Mother or Monster?
As Elon Musk warns low birth rates risk civilizational collapse and the Trump administration seeks to persuade the public to have more children, the social debate regarding the fertility crisis amplifies the perspective of women while marginalizing the voices of children.
Childbearing is framed as a personal decision that primarily impacts the quality of life of mothers. In part, this makes sense. Pregnancy and childbirth cannot be outsourced to men, and no specific couple’s decision has any obvious external implications for society. However, when maternal pain is magnified, children are encouraged to internalize a negative view of their existence. Children are no longer blessings, they are burdens.
Progressive Prejudice and Female Predation
The leftist tendency to dehumanize children is the subject of a book I wrote, Progressive Prejudice: Exposing the Devouring Mother. It explores how the modern political left elevates the morality of women and refuses to recognize the female capacity for evil. The prejudices that shape Democrat party politics and advocate for minorities fail to view women as capable of predation. Thus, to avoid the appearance of “misogyny,” female forms of predation are ignored.

INSTRUCTIONS —
- a) Render the sentence "Children are no longer blessings, they are burdens." from the essay on the fertility debate into Spanish.
- b) Carry on the essay on the fertility debate, starting after its final sentence.
The records that follow the essay on the fertility debate are separate material.

Records from a dataset —
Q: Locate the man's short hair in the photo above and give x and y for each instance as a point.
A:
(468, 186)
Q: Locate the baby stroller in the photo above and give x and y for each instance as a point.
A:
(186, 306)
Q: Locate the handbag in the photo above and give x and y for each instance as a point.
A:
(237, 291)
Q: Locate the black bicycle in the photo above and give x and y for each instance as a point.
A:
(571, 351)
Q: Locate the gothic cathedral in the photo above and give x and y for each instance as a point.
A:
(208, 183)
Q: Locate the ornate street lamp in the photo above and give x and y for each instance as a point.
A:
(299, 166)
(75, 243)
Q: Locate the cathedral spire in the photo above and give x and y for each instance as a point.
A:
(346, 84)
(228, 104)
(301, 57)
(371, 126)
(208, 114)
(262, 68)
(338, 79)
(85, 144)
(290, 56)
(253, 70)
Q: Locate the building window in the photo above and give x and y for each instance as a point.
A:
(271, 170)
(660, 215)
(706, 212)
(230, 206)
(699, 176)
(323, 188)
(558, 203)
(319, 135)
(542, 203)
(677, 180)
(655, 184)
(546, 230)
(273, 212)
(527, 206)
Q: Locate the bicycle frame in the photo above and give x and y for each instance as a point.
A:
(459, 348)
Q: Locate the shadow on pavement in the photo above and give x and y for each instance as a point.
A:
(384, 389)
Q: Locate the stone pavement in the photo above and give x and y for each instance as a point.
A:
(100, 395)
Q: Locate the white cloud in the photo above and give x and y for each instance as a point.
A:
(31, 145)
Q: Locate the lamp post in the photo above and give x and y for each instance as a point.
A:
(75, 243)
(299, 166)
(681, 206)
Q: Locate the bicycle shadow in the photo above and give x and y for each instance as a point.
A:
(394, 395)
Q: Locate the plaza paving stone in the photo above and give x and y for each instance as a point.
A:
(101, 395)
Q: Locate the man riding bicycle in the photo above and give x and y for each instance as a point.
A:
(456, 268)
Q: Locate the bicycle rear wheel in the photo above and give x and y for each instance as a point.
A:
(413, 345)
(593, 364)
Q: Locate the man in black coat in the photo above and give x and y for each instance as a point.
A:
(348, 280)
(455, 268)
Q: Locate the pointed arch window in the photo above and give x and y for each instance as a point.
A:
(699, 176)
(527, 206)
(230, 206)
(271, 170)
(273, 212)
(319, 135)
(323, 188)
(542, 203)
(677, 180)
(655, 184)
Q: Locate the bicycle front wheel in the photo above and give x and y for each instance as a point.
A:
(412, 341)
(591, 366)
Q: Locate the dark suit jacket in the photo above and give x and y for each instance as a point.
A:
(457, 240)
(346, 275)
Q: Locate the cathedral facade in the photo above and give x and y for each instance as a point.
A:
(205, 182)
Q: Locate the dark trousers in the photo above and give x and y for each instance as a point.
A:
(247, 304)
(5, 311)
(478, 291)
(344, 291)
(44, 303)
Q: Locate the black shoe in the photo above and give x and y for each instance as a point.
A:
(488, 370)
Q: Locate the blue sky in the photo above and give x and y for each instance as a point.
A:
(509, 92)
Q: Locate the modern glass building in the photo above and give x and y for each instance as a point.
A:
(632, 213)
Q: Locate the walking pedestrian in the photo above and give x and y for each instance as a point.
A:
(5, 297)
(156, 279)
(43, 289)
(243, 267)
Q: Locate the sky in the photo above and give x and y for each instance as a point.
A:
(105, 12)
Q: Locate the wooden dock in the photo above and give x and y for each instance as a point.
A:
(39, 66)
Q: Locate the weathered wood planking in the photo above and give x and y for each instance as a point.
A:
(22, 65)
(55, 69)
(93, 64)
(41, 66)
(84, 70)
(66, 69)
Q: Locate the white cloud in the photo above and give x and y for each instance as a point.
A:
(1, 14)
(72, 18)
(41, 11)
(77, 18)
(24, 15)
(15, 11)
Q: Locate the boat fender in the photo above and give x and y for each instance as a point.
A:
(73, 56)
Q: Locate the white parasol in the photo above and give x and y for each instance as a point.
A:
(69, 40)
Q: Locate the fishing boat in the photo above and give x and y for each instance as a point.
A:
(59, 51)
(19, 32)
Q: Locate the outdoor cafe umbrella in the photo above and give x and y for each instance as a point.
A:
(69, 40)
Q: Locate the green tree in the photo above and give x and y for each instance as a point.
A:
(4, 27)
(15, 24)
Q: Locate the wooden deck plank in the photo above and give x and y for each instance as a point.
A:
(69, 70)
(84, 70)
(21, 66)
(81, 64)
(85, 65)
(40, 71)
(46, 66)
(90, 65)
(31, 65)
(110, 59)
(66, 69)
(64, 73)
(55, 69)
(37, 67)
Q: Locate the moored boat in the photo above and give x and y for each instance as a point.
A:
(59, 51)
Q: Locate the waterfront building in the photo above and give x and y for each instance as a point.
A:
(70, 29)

EXPECTED RESPONSES —
- a) Los niños ya no son bendiciones, son cargas.

- b)
And children experience the brunt of female predation because they exist at the mercy of women. The feminist rallying cry is that society has unrealistic expectations of mothers, but this opinion is not true across all cultural contexts. Indeed, in leftist culture children are treated as burdens and menaces to a woman’s freedom, and ambition.
This view often includes elements of sexism: mothers can speak ill of their children in ways fathers cannot. Men cannot even assign their unborn children value without being chided with the common progressive phrase “no uterus, no opinion.” Still, men who abandon their children are deadbeat dads, while mothers are championed for killing their children through abortion. Simply put, a child’s worth is maternally, not paternally assigned. Therefore, when it comes to children, women hold all of the relational power, while simultaneously complaining of the caregiving from which their power derives.
The interplay between caregiving and power is critical in the debate over the value of childbearing. The phrase “motherhood is hard” is common, however, the difficulty of living as a child under the weight of a merciless woman is rarely discussed. Social stereotypes further marginalize children, because women are presumed to be victims, not predators.
This myth persists, despite the fact that, statistically speaking, more women abuse children than men. While women are more likely to be a child’s primary caregiver, they also more easily evade legal detection because they are rarely viewed as suspects of criminal activity.
Dismissing Maternal Abuse
As discussed in the book, I learned these lessons the hard way, after enduring chronic, unrelenting abuse from my mother, a sexually, psychologically, and emotionally abusive woman. Yet, despite the horror of her abuse, seeking therapeutic care to heal from her abuse was almost as traumatic as the childhood events themselves.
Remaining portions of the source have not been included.